___ Given entries ___

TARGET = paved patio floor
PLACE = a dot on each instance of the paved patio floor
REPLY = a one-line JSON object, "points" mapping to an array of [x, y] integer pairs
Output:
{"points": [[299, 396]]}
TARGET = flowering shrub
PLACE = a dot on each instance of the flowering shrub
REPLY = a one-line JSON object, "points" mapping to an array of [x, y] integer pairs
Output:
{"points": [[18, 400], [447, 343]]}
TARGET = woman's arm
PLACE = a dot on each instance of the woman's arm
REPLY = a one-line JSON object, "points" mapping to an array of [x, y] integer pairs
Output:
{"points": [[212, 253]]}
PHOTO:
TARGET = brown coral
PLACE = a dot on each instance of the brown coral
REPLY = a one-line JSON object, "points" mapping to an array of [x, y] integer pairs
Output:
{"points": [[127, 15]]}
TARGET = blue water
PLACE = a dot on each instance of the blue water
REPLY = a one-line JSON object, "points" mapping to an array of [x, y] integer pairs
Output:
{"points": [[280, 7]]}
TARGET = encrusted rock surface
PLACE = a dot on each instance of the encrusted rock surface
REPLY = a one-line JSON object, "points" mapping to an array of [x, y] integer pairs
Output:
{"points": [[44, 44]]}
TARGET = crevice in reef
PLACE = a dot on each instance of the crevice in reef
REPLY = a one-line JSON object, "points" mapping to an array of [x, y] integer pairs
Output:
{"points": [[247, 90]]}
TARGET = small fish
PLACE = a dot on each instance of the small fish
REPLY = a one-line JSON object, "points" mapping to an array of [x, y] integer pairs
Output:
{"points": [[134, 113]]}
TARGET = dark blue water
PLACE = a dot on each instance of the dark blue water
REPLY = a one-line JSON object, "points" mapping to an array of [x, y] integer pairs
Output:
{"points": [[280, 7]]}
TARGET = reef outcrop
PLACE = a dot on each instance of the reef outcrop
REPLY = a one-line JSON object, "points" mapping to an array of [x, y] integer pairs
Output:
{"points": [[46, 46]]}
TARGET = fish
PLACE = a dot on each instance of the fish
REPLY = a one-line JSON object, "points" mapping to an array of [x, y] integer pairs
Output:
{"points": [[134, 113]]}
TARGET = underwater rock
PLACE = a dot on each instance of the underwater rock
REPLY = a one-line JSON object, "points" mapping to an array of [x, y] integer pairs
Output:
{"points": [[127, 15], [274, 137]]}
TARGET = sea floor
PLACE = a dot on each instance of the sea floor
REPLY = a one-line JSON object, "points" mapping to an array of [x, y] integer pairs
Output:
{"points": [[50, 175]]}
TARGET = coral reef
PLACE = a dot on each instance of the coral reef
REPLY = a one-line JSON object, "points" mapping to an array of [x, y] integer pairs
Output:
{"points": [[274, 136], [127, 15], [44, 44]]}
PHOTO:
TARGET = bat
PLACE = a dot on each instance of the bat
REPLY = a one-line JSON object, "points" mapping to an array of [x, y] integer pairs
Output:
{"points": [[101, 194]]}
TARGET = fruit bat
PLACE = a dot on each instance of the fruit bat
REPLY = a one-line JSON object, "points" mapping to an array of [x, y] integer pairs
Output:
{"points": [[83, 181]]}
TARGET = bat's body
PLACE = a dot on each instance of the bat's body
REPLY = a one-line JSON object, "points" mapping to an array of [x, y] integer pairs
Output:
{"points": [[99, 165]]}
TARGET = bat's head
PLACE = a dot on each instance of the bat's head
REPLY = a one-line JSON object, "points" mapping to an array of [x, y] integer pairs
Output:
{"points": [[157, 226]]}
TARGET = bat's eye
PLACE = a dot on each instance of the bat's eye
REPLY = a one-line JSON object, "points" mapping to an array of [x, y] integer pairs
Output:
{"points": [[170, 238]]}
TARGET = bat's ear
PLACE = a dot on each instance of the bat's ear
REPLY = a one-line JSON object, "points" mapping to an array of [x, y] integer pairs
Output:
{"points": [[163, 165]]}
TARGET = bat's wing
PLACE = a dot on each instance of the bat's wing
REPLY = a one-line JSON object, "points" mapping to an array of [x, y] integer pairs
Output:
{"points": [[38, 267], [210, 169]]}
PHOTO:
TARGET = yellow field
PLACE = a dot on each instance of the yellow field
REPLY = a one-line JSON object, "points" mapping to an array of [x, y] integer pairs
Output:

___

Exercise requirements: Repeat all of the records above word for word, with nothing changed.

Task response:
TARGET = paved patio floor
PLACE = a dot on each instance of the paved patio floor
REPLY = a one-line JSON object, "points" mapping to an array of [x, y] integer pairs
Output:
{"points": [[299, 396]]}
TARGET = flowering shrub
PLACE = a dot on each instance of the flowering shrub
REPLY = a one-line JSON object, "points" mapping to an array of [x, y] integer pairs
Output:
{"points": [[18, 400], [447, 343]]}
TARGET = woman's arm
PLACE = a dot on each instance of the woman's arm
REPLY = a one-line JSON object, "points" mapping to an array of [x, y] integer pairs
Output:
{"points": [[212, 253]]}
PHOTO:
TARGET = brown coral
PLACE = a dot on each instance of the brown coral
REPLY = a one-line JSON object, "points" mapping to an array of [x, y] integer pairs
Output:
{"points": [[127, 15]]}
TARGET = blue water
PLACE = a dot on each instance of the blue water
REPLY = a one-line JSON object, "points" mapping to an array of [x, y] integer pairs
Output:
{"points": [[280, 7]]}
TARGET = encrusted rock surface
PLACE = a dot on each instance of the encrusted rock surface
REPLY = a one-line JSON object, "points" mapping to an array of [x, y] integer pairs
Output:
{"points": [[44, 44]]}
TARGET = crevice in reef
PLACE = a dot on each instance of the crevice in reef
REPLY = a one-line JSON object, "points" mapping to an array of [x, y] integer pairs
Output:
{"points": [[247, 90]]}
TARGET = small fish
PLACE = a dot on each instance of the small fish
REPLY = a one-line JSON object, "points" mapping to an array of [x, y] integer pairs
Output:
{"points": [[134, 113]]}
TARGET = dark blue water
PLACE = a dot on each instance of the dark blue water
REPLY = a one-line JSON object, "points" mapping to an array of [x, y] integer pairs
Output:
{"points": [[280, 7]]}
TARGET = reef outcrop
PLACE = a dot on each instance of the reef outcrop
REPLY = a one-line JSON object, "points" mapping to an array of [x, y] integer pairs
Output:
{"points": [[46, 46]]}
TARGET = fish
PLACE = a dot on each instance of the fish
REPLY = a one-line JSON object, "points" mapping to an array of [x, y] integer pairs
Output:
{"points": [[134, 113]]}
TARGET = underwater rock
PLACE = a dot on each instance of the underwater rock
REPLY = a one-line JSON object, "points" mapping to an array of [x, y] integer pairs
Output:
{"points": [[127, 15], [274, 137]]}
TARGET = sea floor
PLACE = a dot on each instance of the sea floor
REPLY = a one-line JSON object, "points" mapping to an array of [x, y] integer pairs
Output:
{"points": [[50, 175]]}
TARGET = coral reef
PLACE = a dot on each instance of the coral reef
REPLY = a one-line JSON object, "points" mapping to an array of [x, y] integer pairs
Output:
{"points": [[274, 136], [127, 15], [44, 44]]}
PHOTO:
TARGET = bat
PLACE = a dot on each instance of the bat
REPLY = a one-line JSON object, "points" mapping to an array of [x, y] integer pairs
Output:
{"points": [[101, 194]]}
TARGET = fruit bat
PLACE = a dot on each instance of the fruit bat
REPLY = a one-line JSON object, "points" mapping to an array of [x, y] integer pairs
Output:
{"points": [[83, 181]]}
TARGET = bat's body
PLACE = a dot on each instance of the bat's body
REPLY = a one-line JSON object, "points" mapping to an array of [x, y] integer pairs
Output:
{"points": [[99, 165]]}
TARGET = bat's head
PLACE = a dot on each instance of the bat's head
REPLY = a one-line JSON object, "points" mapping to an array of [x, y] integer pairs
Output:
{"points": [[157, 226]]}
TARGET = bat's eye
PLACE = a dot on each instance of the bat's eye
REPLY = a one-line JSON object, "points" mapping to an array of [x, y] integer pairs
Output:
{"points": [[170, 238]]}
TARGET = bat's ear
PLACE = a dot on each instance of the bat's ear
REPLY = a one-line JSON object, "points" mapping to an array of [x, y] integer pairs
Output:
{"points": [[163, 165]]}
TARGET = bat's wing
PLACE = a dot on each instance of the bat's wing
REPLY = a one-line JSON object, "points" mapping to an array of [x, y] integer pairs
Output:
{"points": [[38, 267], [210, 169]]}
PHOTO:
TARGET = yellow field
PLACE = a dot on each instance of the yellow field
REPLY = a one-line JSON object, "points" mapping to an array of [x, y] integer pairs
Output:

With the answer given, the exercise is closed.